## Action item
Find each line below that includes "distant", then copy it.

## Provided data
--- START ---

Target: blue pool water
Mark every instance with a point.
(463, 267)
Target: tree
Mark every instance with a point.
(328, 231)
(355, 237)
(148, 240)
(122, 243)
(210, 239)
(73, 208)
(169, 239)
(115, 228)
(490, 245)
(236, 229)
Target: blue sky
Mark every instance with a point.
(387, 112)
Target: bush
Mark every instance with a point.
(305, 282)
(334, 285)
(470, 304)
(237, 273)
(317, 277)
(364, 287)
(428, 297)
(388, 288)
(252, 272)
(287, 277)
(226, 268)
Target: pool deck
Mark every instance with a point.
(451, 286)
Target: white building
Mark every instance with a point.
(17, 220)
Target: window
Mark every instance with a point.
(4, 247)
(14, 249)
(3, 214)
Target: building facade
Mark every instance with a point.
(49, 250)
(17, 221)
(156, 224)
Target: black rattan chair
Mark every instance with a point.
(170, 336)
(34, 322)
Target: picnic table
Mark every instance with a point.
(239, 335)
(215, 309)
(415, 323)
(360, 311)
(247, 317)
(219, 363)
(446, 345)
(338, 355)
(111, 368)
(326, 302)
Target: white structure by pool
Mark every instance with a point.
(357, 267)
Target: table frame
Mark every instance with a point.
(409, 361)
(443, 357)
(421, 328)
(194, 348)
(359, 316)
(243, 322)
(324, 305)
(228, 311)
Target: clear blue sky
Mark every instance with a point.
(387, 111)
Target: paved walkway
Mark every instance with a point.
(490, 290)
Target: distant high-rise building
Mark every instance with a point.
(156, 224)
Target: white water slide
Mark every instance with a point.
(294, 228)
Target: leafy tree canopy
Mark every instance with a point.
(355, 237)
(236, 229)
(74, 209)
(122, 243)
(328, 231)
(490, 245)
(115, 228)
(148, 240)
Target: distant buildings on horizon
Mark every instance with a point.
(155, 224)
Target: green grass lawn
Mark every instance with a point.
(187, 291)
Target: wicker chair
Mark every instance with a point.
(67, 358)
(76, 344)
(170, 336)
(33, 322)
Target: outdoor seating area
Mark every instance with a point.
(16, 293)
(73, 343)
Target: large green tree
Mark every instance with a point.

--- END ---

## Answer for this exercise
Target: distant high-rise building
Target: distant buildings on horizon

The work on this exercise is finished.